## Material for the task
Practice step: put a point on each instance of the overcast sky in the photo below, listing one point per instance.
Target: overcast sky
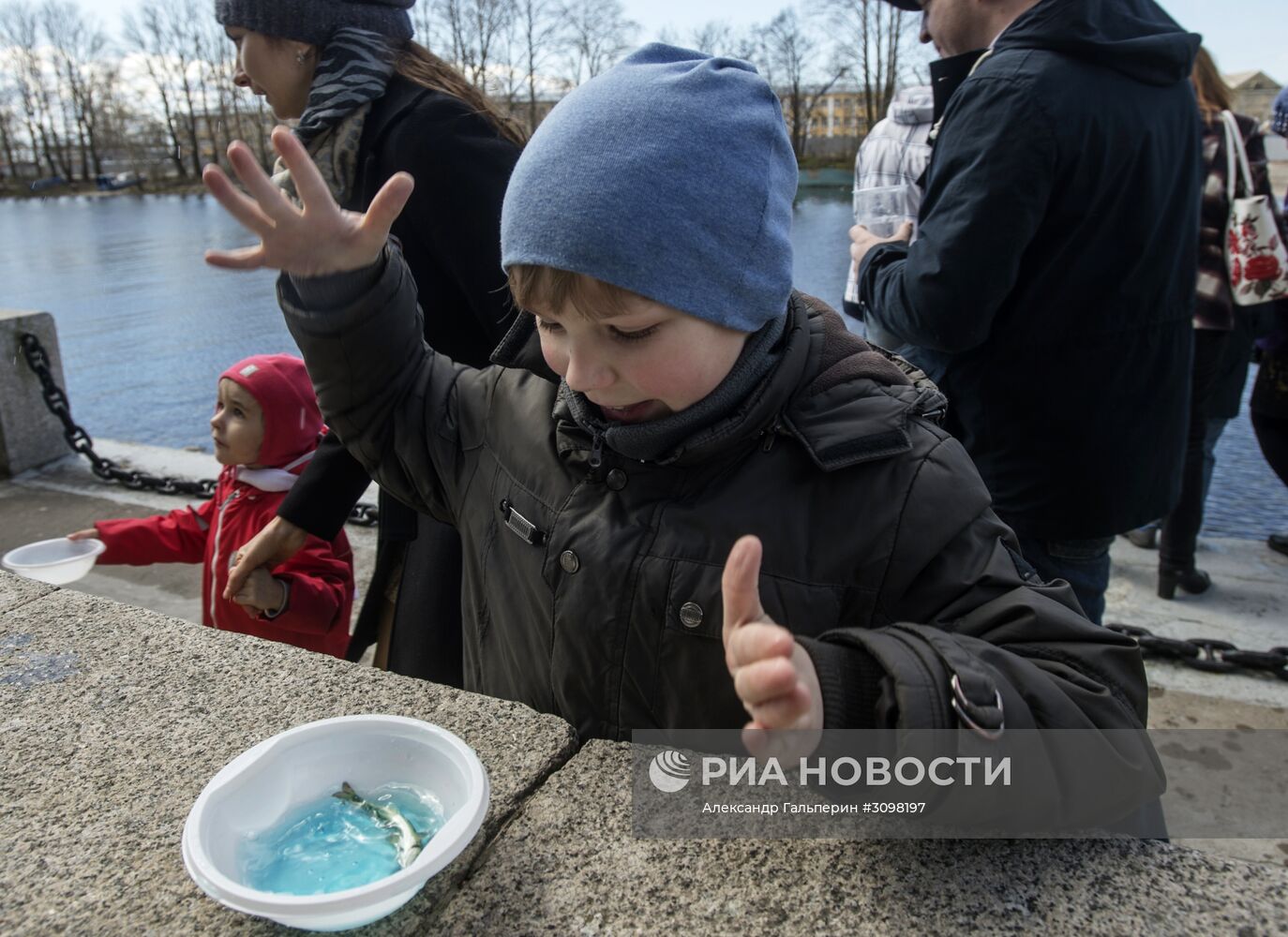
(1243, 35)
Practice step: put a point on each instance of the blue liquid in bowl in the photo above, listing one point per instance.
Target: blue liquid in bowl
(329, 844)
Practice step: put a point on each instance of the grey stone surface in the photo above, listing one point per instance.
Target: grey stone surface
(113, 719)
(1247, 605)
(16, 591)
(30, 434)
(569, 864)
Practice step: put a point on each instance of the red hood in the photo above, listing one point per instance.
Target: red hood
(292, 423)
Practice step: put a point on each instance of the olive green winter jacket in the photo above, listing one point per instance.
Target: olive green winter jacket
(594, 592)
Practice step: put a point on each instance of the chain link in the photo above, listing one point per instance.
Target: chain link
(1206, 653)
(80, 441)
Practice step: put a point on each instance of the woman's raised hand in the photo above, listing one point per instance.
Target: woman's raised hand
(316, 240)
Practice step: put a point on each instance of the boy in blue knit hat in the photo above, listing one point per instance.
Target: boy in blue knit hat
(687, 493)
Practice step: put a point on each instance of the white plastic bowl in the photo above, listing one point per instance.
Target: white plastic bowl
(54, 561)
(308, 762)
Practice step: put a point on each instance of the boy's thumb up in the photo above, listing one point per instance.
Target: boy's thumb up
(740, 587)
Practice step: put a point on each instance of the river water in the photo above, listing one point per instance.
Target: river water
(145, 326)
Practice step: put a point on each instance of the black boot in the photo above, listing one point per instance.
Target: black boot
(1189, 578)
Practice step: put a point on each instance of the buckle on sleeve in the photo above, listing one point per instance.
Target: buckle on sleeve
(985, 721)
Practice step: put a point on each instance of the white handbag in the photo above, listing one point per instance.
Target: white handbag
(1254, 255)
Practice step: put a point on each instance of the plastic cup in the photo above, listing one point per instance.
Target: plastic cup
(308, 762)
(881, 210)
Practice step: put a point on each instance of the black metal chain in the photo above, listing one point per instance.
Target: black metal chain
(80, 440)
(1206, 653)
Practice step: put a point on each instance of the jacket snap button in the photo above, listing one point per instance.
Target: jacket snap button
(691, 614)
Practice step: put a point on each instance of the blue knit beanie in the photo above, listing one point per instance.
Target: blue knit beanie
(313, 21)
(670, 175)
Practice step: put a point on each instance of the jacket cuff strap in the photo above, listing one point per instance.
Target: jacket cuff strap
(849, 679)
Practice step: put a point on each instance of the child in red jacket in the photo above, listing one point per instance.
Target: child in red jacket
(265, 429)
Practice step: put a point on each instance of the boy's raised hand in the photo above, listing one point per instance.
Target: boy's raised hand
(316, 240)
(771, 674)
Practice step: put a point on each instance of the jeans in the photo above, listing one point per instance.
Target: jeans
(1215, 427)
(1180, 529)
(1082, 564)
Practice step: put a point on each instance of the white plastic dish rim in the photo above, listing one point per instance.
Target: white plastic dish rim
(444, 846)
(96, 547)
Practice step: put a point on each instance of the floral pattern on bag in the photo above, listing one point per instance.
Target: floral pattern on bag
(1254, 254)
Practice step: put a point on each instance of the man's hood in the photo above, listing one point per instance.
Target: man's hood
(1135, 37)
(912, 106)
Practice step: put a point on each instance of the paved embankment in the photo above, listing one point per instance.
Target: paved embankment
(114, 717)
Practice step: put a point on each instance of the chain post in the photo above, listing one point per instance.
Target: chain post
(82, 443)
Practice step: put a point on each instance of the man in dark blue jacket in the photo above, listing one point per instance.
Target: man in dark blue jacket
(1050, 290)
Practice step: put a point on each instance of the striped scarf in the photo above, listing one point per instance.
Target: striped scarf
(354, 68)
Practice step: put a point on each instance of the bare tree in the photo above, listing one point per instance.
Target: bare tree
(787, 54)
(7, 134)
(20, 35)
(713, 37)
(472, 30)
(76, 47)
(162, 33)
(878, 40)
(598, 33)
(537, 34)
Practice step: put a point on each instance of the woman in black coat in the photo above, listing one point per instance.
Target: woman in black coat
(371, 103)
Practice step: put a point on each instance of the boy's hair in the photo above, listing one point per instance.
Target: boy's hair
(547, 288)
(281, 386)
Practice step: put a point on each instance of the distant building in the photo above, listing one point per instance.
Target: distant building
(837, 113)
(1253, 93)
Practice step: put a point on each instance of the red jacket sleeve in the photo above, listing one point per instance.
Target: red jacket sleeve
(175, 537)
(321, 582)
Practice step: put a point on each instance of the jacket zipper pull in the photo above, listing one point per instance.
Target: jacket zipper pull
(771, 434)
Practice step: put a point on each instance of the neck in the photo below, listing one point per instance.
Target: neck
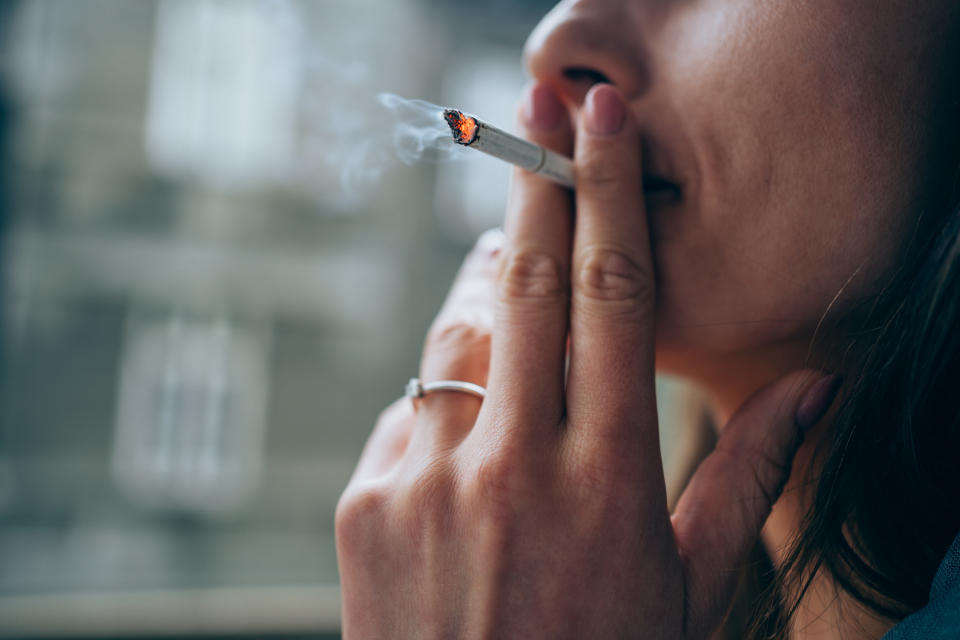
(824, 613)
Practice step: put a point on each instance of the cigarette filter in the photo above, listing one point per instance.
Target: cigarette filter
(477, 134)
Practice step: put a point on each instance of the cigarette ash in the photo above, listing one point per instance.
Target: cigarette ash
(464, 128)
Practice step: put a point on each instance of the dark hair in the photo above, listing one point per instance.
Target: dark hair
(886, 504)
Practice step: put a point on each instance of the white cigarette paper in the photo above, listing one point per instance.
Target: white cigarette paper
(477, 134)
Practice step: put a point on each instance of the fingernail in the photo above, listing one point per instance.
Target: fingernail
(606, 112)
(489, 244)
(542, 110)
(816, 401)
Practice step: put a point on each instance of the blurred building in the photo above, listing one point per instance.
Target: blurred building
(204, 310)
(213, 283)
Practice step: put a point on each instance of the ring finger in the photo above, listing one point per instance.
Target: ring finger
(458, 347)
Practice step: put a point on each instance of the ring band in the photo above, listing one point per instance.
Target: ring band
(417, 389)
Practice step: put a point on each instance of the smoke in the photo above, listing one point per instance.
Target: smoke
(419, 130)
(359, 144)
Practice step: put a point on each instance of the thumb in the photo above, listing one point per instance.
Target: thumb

## What the task requires
Using the entries above, extract exactly the span from the line with "Target: jacket cuff strap" to the line with "the woman in", both lines included; leave out everything else.

## Response below
Target: jacket cuff strap
(849, 679)
Practice step: put a point on each instance of the child in red jacket in the photo above, listing one point per instance.
Target: child in red jacket
(265, 429)
Practice step: put a point on each instance of the boy's raised hand in the photo above, listing one point per instance.
Target: boy's raised hand
(316, 240)
(771, 674)
Practice step: put a point on each instance of the jeans in the photo above, listing one point per instance.
Target: jeans
(1215, 427)
(1180, 529)
(1082, 564)
Practice step: put a point on each instance of the white plastic dish rim in the photo above, listing one point per instance.
Target: white plastic dish rim
(444, 846)
(96, 547)
Practice step: put a point on each instance of the floral pattern on bag in the photo above, listing one point per instance.
Target: floral pattern on bag
(1254, 254)
Practice step: put a point on each instance of the man's hood in the photo above, listing one point per instance.
Target: man's hood
(1135, 37)
(912, 106)
Practice step: put a point on each instance of the paved embankment in the photo above, listing one point per instance.
Target: paved embankment
(114, 717)
Practice step: put a point on each instance of the chain post in the photo above, listing one point per instance.
Target: chain post
(82, 443)
Practice step: put a point on each instance of the man in dark blue jacket in the photo above, listing one point per instance.
Target: man in dark blue jacket
(1050, 290)
Practice step: put a point on each instance of the striped scarf in the photo above, listing one point per instance.
Target: striped scarf
(354, 68)
Practice step: put a point on each instance of the bare tree in the photo above, listing one point per instance.
Target: bare tree
(787, 54)
(7, 134)
(20, 35)
(713, 37)
(472, 30)
(76, 47)
(162, 33)
(878, 40)
(598, 33)
(537, 34)
Practice step: put a point on each instance of the woman in black coat in the photo above, listing one point per instance.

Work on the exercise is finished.